--- START RECORDS TO PROCESS ---
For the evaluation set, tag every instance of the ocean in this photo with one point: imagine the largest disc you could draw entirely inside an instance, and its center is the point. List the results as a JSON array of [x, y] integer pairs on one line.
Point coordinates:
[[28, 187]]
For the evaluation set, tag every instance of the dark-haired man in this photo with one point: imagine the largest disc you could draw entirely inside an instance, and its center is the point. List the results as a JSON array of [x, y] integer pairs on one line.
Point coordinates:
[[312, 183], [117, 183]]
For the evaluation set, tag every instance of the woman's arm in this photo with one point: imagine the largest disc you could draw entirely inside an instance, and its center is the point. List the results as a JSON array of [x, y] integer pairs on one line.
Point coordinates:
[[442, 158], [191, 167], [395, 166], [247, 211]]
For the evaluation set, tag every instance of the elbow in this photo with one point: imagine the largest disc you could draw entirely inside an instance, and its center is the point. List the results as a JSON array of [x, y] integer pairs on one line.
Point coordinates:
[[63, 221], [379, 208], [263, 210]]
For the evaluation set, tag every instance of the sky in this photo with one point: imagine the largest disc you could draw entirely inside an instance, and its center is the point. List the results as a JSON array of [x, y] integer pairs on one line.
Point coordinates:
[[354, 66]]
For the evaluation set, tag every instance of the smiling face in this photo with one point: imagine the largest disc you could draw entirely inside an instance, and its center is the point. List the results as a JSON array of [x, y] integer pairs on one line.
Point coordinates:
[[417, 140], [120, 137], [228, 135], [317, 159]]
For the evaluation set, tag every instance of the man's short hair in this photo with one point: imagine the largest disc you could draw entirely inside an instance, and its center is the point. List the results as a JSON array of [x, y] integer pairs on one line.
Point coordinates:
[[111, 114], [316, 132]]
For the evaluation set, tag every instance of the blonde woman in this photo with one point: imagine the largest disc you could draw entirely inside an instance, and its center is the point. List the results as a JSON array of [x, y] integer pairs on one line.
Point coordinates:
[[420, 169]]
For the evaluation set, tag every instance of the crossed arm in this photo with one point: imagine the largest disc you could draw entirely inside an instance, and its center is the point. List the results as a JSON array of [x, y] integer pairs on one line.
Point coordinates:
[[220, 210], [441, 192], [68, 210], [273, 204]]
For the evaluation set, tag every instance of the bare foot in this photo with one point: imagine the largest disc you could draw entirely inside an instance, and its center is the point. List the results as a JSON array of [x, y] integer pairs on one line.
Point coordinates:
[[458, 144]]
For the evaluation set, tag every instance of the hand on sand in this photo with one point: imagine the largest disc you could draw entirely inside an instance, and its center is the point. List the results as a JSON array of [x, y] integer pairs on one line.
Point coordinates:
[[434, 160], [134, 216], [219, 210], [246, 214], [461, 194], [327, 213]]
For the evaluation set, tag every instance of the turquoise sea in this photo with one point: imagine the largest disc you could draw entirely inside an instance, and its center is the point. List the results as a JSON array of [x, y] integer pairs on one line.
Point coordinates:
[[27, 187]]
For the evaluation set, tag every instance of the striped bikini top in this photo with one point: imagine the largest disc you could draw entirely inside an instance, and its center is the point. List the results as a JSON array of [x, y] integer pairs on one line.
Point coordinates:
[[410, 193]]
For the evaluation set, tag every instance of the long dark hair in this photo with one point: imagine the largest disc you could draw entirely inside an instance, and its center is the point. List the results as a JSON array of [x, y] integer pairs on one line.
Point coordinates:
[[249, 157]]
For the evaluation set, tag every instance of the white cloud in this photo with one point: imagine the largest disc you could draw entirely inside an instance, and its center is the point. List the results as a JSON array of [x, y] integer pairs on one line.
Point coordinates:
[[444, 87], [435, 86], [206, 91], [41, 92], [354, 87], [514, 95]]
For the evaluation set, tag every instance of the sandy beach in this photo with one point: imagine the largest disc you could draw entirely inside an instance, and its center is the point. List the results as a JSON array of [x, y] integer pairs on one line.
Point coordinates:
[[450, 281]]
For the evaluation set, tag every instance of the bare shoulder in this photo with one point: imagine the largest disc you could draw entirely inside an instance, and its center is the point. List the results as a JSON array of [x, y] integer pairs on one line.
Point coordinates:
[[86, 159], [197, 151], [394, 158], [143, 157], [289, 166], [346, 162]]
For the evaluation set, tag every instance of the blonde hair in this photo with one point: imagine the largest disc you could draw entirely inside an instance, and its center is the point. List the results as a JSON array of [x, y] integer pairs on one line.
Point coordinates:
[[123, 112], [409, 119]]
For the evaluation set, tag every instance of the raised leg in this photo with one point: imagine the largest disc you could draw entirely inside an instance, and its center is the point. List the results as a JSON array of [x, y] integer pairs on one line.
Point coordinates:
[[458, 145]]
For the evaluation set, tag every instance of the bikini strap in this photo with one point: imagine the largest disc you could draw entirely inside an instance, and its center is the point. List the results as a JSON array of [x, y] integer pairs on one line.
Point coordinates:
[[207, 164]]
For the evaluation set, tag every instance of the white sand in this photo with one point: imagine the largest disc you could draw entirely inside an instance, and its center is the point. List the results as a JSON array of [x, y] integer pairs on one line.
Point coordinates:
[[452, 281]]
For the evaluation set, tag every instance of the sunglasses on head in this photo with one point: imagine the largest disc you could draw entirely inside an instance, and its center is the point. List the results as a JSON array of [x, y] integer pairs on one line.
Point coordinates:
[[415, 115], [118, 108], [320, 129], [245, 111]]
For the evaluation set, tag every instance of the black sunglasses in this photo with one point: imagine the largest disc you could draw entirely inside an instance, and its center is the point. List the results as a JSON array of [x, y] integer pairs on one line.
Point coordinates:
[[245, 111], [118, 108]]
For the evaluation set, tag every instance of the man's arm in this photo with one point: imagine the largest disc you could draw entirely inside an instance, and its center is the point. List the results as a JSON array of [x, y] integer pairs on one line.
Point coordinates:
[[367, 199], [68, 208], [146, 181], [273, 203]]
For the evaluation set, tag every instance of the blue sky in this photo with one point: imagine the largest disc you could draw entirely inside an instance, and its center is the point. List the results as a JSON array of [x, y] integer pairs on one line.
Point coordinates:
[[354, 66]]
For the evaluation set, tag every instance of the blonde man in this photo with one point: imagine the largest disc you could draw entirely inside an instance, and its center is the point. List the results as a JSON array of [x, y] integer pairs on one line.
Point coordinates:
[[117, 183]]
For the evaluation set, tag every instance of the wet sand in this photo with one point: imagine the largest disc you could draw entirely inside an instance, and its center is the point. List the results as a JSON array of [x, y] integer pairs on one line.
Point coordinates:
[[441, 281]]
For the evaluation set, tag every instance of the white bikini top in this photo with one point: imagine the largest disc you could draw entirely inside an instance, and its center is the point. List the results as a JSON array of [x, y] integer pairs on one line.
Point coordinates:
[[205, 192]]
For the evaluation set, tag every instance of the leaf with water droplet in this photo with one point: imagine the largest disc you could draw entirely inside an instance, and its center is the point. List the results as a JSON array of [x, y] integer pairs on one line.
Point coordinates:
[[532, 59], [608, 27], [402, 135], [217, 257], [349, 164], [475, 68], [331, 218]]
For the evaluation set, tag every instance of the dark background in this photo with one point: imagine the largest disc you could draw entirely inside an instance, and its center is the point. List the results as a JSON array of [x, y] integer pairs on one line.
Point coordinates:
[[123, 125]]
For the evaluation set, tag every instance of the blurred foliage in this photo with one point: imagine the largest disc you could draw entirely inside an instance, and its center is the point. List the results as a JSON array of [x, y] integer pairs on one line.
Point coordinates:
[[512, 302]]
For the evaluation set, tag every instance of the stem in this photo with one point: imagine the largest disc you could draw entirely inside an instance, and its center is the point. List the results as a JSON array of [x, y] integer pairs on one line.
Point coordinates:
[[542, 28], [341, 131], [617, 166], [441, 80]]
--- END RECORDS TO PROCESS ---
§ GOAL: Reproduce the data above line for line, with no changes.

§ TASK OUTPUT:
For the evaluation set, tag every instance of the ocean in this photo with one point: imagine the largest disc you could draw entirely inside an instance, and its center is the point. List the results as a JSON array of [x, y] integer pairs on one line.
Point coordinates:
[[28, 187]]
For the evaluation set, tag every instance of the dark-haired man in this photo with one point: imagine the largest disc you could draw entirely inside an instance, and its center is the point. List the results as a JSON array of [x, y] integer pairs on one line.
Point coordinates:
[[312, 183], [117, 183]]
For the evaluation set, tag every instance of the woman's arm in this photo with one point: imagine the largest disc you could draw entirely inside an instance, and its center is the point. List the results as a JSON array of [x, y] integer pairs on one line.
Point coordinates:
[[442, 158], [191, 167], [395, 166], [247, 211]]
For the evaluation set, tag every instance of the elbow in this photo with one point: imagine the largest disc you could draw entirely inside an instance, and its center is the point. List the results as a JSON array of [x, y] integer pairs on one line.
Point coordinates:
[[63, 221], [379, 208], [263, 210]]
For the evaluation set, tag every instance of the sky in this photo with one point: imagine the largest disc you could draw entirely inside an instance, and its center is the point. List the results as a JSON array of [x, y] integer pairs on one line.
Point coordinates:
[[354, 66]]
For the evaluation set, tag every instance of the smiling face in this photo with one point: imagine the largest disc you could draw entirely inside an instance, and its center is the point. List the results as a JSON array of [x, y] integer pairs on one line.
Point coordinates:
[[417, 140], [120, 137], [228, 135], [317, 159]]
For the evaluation set, tag every instance of the man's short hair in this photo with one point: imagine the largest disc you could draw entirely inside an instance, and its center is the point. List the results as a JSON array of [x, y] integer pairs on one line.
Point coordinates:
[[111, 114], [316, 132]]
For the evaluation set, tag every instance of the blonde woman in this photo with one point: imagine the largest disc you could draw entirely inside an instance, and its center is the point. List the results as a JSON array of [x, y] integer pairs on one line.
Point coordinates:
[[420, 169]]
For the evaluation set, tag every instance of the crossed arm in this photo with one point: imagine the largest disc you could draw entirely inside an instance, and its center is the point. List the results as a JSON array of [x, y] integer pairs on one line.
Point coordinates:
[[220, 210], [441, 192], [68, 210], [273, 204]]
For the evaluation set, tag every instance of the bare foot in this photo with one point: imagine the largest disc you could draw entirely inside an instance, and its center is the point. List the results as a JSON array of [x, y] integer pairs on one line.
Point coordinates:
[[458, 144]]
For the evaluation set, tag every instance of the hand on sand in this photo with one point: imagine the largest disc you could draw entirely inside an instance, and its center is the point. List the results as a JSON array of [x, y] integer pairs on one line.
Point coordinates:
[[434, 160], [134, 216], [219, 210], [246, 214], [461, 194], [327, 213]]
For the evaluation set, tag every instance of the turquoise sea in this photo with one point: imagine the largest disc you could draw entirely inside an instance, and its center is the point. List the results as a JSON array of [x, y] integer pairs on one line.
Point coordinates:
[[27, 187]]
For the evaluation set, tag every instance of the striped bikini top in this photo with one point: imagine the largest disc you could draw entirely inside an instance, and its center is the point. List the results as a JSON array of [x, y] integer pairs on one line.
Point coordinates:
[[410, 193]]
For the evaluation set, tag every instance of the long dark hair in this photo with one point: imagine the largest disc you could draw entirely inside an instance, and its center is the point. List the results as a JSON array of [x, y] integer pairs on one line.
Point coordinates:
[[249, 157]]
For the evaluation set, tag every instance of the white cloud in this photo with one point: imagine the largest disc you could draw entirely inside an instance, and its center is the point. List the results as a JSON array of [x, y] integer pairs on one line.
Point coordinates:
[[444, 87], [435, 86], [206, 91], [41, 92], [354, 87], [514, 95]]
For the evaluation set, tag every instance of the sandy beach in this photo with one point: imagine the largest disc you could draw entirely inside an instance, and its center is the point. List the results as a JSON array of [x, y] integer pairs on one line.
Point coordinates:
[[450, 281]]
For the evaluation set, tag every instance of the bare shoulder in this photo with one point: imagine the largest disc you could draw entirely inside an instance, and its center is the point. List the results as a JSON array of [x, y] integer pairs on one line.
Point coordinates:
[[86, 159], [197, 151], [394, 158], [143, 157], [289, 166], [346, 162]]
For the evaluation set, tag every instance of the blonde hair in this photo with one point: imagine the largest disc you could draw entirely inside an instance, and its center is the point. List the results as a JSON array of [x, y] integer pairs on one line.
Point coordinates:
[[123, 112], [409, 119]]
For the evaluation set, tag every instance of the raised leg in this photo with one point: imagine the largest disc you could draw entirely inside an instance, and its center is the point. List the results as a JSON array of [x, y] integer pairs on one line.
Point coordinates:
[[458, 145]]
For the evaluation set, tag every instance of the bikini strap in this photo with one point: imagine the largest disc you could draw entirely inside an instance, and its center is the point. List the results as a JSON array of [x, y] integer pairs on one line.
Point coordinates:
[[207, 164]]
For the evaluation set, tag every instance of the white sand in this photo with one point: imagine the largest disc you could draw entirely inside an instance, and its center is the point. List the results as a JSON array of [x, y] integer pairs on one line.
Point coordinates:
[[452, 281]]
For the evaluation set, tag every instance of the sunglasses on head in this photo with one point: imagine the largest disc you could draw entirely inside an instance, and its center is the point. List the results as a JSON array of [x, y] integer pairs on one line.
Point coordinates:
[[415, 115], [118, 108], [320, 129], [245, 111]]
For the evaluation set, tag every instance of the black sunglasses in this photo with one point: imagine the largest disc you could draw entirely inside an instance, and its center is the point. List the results as a JSON array of [x, y] integer pairs on one line.
Point coordinates:
[[245, 111], [118, 108]]
For the evaluation set, tag every instance of the man's arm in this photo with one point: imagine the largest disc you could draw entirely inside an instance, and its center is the point. List the results as a JSON array of [x, y] integer pairs on one line.
Point coordinates:
[[367, 199], [68, 208], [146, 181], [273, 203]]
For the evaluation set, tag every instance of the blue sky in this photo with one point: imagine the largest disc you could draw entirely inside an instance, and its center is the point. List the results as a JSON array of [x, y] integer pairs on one line.
Point coordinates:
[[354, 66]]
For the evaluation set, tag every instance of the blonde man in this photo with one point: imagine the largest disc you could draw entirely inside an instance, and its center is the point. List the results as a JSON array of [x, y] integer pairs on one line.
Point coordinates:
[[117, 183]]
For the evaluation set, tag every instance of the wet sand in this photo with one point: imagine the largest disc you could draw entirely inside an instance, and its center is the point. List the results as a JSON array of [x, y] integer pairs on one line.
Point coordinates:
[[441, 281]]
For the evaluation set, tag every instance of the white bikini top in this photo with one point: imagine the largest disc you could draw entirely inside an instance, and its center is the point. List the results as a JSON array of [x, y] integer pairs on one line.
Point coordinates:
[[205, 192]]
For the evaluation set, tag every instance of the leaf with water droplet in this photo with one point: imagine the largest disc you could draw entirely inside an instance, and its center is the point. List the results as a JSON array of [x, y] integer pairs on one line.
Point coordinates:
[[532, 59], [608, 27], [402, 135], [217, 257], [349, 164], [475, 68], [331, 218]]
For the evaluation set, tag every instance of the dark background in this photo with one point: imagine the largest disc you could draw entirely inside an instance, and its center is the point. List the results as a JSON array of [x, y] integer pairs on one line.
Point coordinates:
[[123, 125]]
For the evaluation set, tag every instance of the blurred foliage in this photo with one point: imagine the largest disc you could draw entirely inside an instance, and its center is the point. List the results as a JSON array of [x, y] integer pairs on one line.
Point coordinates:
[[512, 302]]
For the evaluation set, tag every instance of the stem in this photo with one point: imagine the largest disc you could draw entirely inside an instance, and its center is the point. List the results as a JSON array of [x, y] integer pairs on one line.
Point coordinates:
[[542, 28], [341, 131], [617, 166], [441, 80]]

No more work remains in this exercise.